* **Required action**:
Give back the lines below exactly, but do not include any pictures.

* **Data supplied**:
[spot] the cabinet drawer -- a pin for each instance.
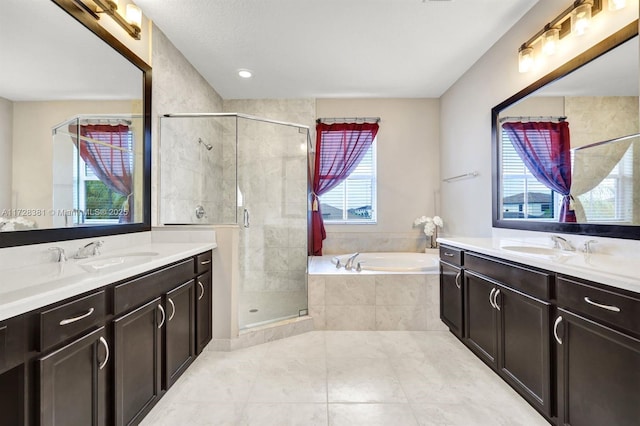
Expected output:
(71, 319)
(13, 345)
(605, 305)
(530, 281)
(203, 262)
(140, 290)
(451, 255)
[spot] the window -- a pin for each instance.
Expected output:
(354, 199)
(97, 201)
(610, 201)
(523, 196)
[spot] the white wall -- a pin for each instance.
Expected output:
(466, 111)
(408, 173)
(6, 138)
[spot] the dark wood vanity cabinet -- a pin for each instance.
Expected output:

* **Task response**:
[spot] the cabinet drawer -- a pin for each instance.
Expected output:
(71, 319)
(13, 345)
(605, 305)
(530, 281)
(203, 262)
(140, 290)
(451, 255)
[spot] the window -- a pin for each instance.
Expected output:
(354, 199)
(97, 201)
(610, 201)
(523, 196)
[spot] the white wall -- a pin for each instance.
Expected output:
(466, 111)
(408, 173)
(6, 138)
[spot] the dark wood vanity cabinet -- a pin for each instance.
Expected output:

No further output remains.